**TO DO**:
Copy every one of the lines below word for word, without changing or leaving out anything.

--- begin EXERCISE INPUTS ---

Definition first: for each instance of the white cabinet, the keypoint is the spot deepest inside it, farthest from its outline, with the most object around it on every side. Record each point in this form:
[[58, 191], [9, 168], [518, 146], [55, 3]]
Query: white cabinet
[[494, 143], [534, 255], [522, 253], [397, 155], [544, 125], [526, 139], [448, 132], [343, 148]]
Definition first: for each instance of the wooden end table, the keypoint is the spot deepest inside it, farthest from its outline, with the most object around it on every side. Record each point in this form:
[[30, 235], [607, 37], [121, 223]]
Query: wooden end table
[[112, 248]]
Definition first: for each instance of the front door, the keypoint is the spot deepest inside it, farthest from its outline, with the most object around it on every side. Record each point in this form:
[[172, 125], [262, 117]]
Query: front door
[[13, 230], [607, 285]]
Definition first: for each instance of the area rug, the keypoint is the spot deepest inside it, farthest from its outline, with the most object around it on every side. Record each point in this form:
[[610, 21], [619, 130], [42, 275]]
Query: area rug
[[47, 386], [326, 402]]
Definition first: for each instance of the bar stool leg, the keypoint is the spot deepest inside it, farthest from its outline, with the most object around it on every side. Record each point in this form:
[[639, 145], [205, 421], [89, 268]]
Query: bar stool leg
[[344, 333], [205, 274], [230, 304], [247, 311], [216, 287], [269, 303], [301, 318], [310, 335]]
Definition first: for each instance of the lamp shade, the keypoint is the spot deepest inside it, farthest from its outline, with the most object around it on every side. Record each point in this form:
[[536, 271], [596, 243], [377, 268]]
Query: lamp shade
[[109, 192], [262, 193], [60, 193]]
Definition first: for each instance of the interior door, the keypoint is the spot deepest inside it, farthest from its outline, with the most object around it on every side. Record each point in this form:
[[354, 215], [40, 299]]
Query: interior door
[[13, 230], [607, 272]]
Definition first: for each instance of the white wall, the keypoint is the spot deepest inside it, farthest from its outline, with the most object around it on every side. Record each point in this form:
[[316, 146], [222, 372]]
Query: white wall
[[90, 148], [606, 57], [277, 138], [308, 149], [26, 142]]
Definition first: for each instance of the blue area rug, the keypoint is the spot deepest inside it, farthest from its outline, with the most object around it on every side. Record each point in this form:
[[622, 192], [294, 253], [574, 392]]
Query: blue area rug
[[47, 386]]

--- end EXERCISE INPUTS ---

**COMPLETE RESPONSE**:
Definition first: for each instance of the white cabinet, the keypoint is the spot deepest inside it, farthest from its outline, with the most object around it on every side. Record each point in this form:
[[58, 191], [9, 168], [518, 146], [55, 3]]
Query: white cabinet
[[494, 143], [534, 255], [522, 253], [397, 155], [544, 125], [526, 139], [448, 132], [343, 148]]
Definition first: for each instance of the wooden end table, the keypoint is the spot deepest inside it, farthest from its outline, with the most object around it on every side. Record each point in this form:
[[30, 235], [607, 37], [121, 223]]
Query: wooden end table
[[112, 248]]
Definition first: for each instance of the front door, the keypoint is the spot deepest inside it, farthest from its outline, with the most object around it on every side. Record each point in this form:
[[172, 125], [262, 117]]
Query: front door
[[13, 230], [607, 285]]
Definition first: for each instance of the area rug, the keypoint is the spot deepest inside it, farthest from its outline, with the most object around it on every side. Record each point in this form:
[[610, 21], [619, 130], [42, 275]]
Query: area rug
[[47, 386], [326, 402]]
Definition first: for each instance of the bar stool leg, the keypoint is the spot deepest inside it, farthest from its outline, with the most object around it on every side. Record each point in this form:
[[639, 145], [205, 421], [89, 268]]
Query: bar stool leg
[[344, 333], [205, 274], [230, 304], [247, 311], [216, 287], [269, 303], [301, 318], [310, 335]]
Definition first: for each instance of the lamp shade, the keypoint is the spot deepest inside it, farthest from its outline, with the most object around it on every side. Record each point in this form:
[[536, 271], [596, 243], [377, 268]]
Query: lamp shade
[[109, 192], [262, 193], [60, 193]]
Definition first: for each instance of the interior door, the keypoint is the spot deepest inside it, farthest from its outline, with the most object around it on every side. Record each point in this form:
[[354, 215], [40, 299]]
Query: interior door
[[13, 230], [607, 272]]
Definition first: for each instance of the white wall, the keypoint is the spot deepest inside it, farthest from its outline, with the most object around it on every side. Record each point in this form:
[[316, 146], [222, 372]]
Query: white wall
[[90, 148], [606, 57], [277, 138], [308, 149], [26, 142]]
Definition first: for each instance of the blue area rug, the keypoint is the spot deepest inside it, farthest from its outline, with the most object around it on every side. Record each point in this form:
[[622, 192], [294, 253], [574, 392]]
Query: blue area rug
[[47, 386]]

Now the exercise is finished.